◆ **The request**
Go through the records and give each one again exactly.

◆ **Supplied material**

(begin)

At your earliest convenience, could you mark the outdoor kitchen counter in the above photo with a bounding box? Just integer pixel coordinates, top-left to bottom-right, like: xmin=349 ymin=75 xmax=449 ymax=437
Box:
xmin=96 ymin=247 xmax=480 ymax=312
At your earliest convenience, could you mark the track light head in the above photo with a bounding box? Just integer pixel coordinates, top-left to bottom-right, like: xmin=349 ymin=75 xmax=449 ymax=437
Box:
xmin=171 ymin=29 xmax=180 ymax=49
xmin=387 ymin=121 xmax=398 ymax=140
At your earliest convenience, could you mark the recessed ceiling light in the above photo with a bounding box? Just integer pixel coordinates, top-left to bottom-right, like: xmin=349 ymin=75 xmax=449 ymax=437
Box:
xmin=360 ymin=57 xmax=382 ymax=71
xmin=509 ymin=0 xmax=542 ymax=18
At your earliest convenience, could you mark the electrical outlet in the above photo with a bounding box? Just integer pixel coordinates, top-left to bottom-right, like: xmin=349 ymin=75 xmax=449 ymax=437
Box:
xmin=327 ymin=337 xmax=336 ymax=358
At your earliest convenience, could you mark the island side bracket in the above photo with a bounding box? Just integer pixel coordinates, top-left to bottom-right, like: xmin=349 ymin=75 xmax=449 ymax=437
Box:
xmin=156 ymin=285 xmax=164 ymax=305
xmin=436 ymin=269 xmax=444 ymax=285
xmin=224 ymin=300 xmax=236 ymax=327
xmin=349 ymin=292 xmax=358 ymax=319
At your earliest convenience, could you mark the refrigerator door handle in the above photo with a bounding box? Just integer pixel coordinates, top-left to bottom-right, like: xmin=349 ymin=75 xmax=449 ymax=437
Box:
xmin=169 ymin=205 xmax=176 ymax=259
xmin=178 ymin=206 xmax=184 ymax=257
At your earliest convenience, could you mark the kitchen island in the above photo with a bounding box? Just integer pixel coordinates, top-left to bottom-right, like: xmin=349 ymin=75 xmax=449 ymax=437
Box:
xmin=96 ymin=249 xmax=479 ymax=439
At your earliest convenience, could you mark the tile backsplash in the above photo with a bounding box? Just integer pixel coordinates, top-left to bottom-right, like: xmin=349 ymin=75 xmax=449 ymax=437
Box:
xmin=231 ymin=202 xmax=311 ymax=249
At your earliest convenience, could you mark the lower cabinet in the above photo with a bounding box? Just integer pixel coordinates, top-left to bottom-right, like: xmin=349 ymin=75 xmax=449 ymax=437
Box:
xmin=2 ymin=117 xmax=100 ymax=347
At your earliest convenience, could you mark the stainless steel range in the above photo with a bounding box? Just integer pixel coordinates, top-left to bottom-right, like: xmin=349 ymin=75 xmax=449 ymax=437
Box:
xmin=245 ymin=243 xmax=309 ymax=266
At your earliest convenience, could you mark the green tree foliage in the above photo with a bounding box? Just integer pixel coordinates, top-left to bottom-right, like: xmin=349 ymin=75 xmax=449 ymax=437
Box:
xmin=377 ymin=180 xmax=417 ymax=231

(end)

◆ **Expected answer**
At your earliest convenience, could you mark the outdoor kitchen counter in the above photo with a bounding box? Just integer pixel coordinates, top-left to bottom-right, like: xmin=349 ymin=75 xmax=449 ymax=437
Box:
xmin=96 ymin=247 xmax=480 ymax=312
At your earliest convenience, could you mark the track light head in the above photo with a bounding box? Just integer pixel coordinates, top-left to bottom-right, like: xmin=349 ymin=75 xmax=449 ymax=437
Box:
xmin=171 ymin=29 xmax=180 ymax=49
xmin=387 ymin=121 xmax=398 ymax=140
At your earliest convenience, could you mark the recessed ceiling light in the above photo with a bounding box? Just integer pixel coordinates, top-left to bottom-right, like: xmin=349 ymin=75 xmax=449 ymax=437
Box:
xmin=360 ymin=57 xmax=382 ymax=71
xmin=509 ymin=0 xmax=542 ymax=18
At your earliest convenience, could you mark the electrical outlet in the above photo with a bounding box? Just integer pixel coordinates, top-left to bottom-right, like: xmin=349 ymin=75 xmax=449 ymax=437
Box:
xmin=327 ymin=337 xmax=336 ymax=358
At your earliest convenience, could you mark the island side bracket in the above photo with a bounding box? Just integer pixel coordinates, top-left to bottom-right, like: xmin=349 ymin=75 xmax=449 ymax=437
Box:
xmin=156 ymin=285 xmax=164 ymax=305
xmin=436 ymin=269 xmax=444 ymax=285
xmin=224 ymin=300 xmax=236 ymax=327
xmin=349 ymin=292 xmax=358 ymax=319
At your earliest convenience, could you mark the refrigerator door handle in the above photo with a bounding box? Just integer pixel coordinates, top-left to bottom-right, like: xmin=349 ymin=75 xmax=449 ymax=437
Box:
xmin=169 ymin=205 xmax=176 ymax=259
xmin=178 ymin=206 xmax=184 ymax=257
At your earliest convenience, could you mark the kitchen island in the above photo with a bounding box? Just integer pixel coordinates, top-left to bottom-right, like: xmin=349 ymin=75 xmax=449 ymax=437
Box:
xmin=96 ymin=249 xmax=479 ymax=439
At your earliest convenience, could you mark the tile backsplash in the above photo with a bounding box? Just integer pixel coordinates, top-left to bottom-right, like: xmin=349 ymin=75 xmax=449 ymax=437
Box:
xmin=231 ymin=202 xmax=311 ymax=249
At your earliest convenience, could you mark the lower cabinet in the above photo with a bounding box? Just integer pixel coordinates, top-left to bottom-right, like: xmin=349 ymin=75 xmax=449 ymax=437
Box:
xmin=2 ymin=117 xmax=100 ymax=347
At your earliest convenience, could you mark the stainless steel range in the above photo with a bounding box? Just integer pixel coordinates, top-left to bottom-right, like: xmin=349 ymin=75 xmax=449 ymax=437
Box:
xmin=245 ymin=243 xmax=309 ymax=266
At your earliest convenience, could you mark the green tree foliage in the above photo with a bounding box? Just integer pixel coordinates, top-left to bottom-right, like: xmin=349 ymin=75 xmax=449 ymax=437
Box:
xmin=377 ymin=180 xmax=417 ymax=231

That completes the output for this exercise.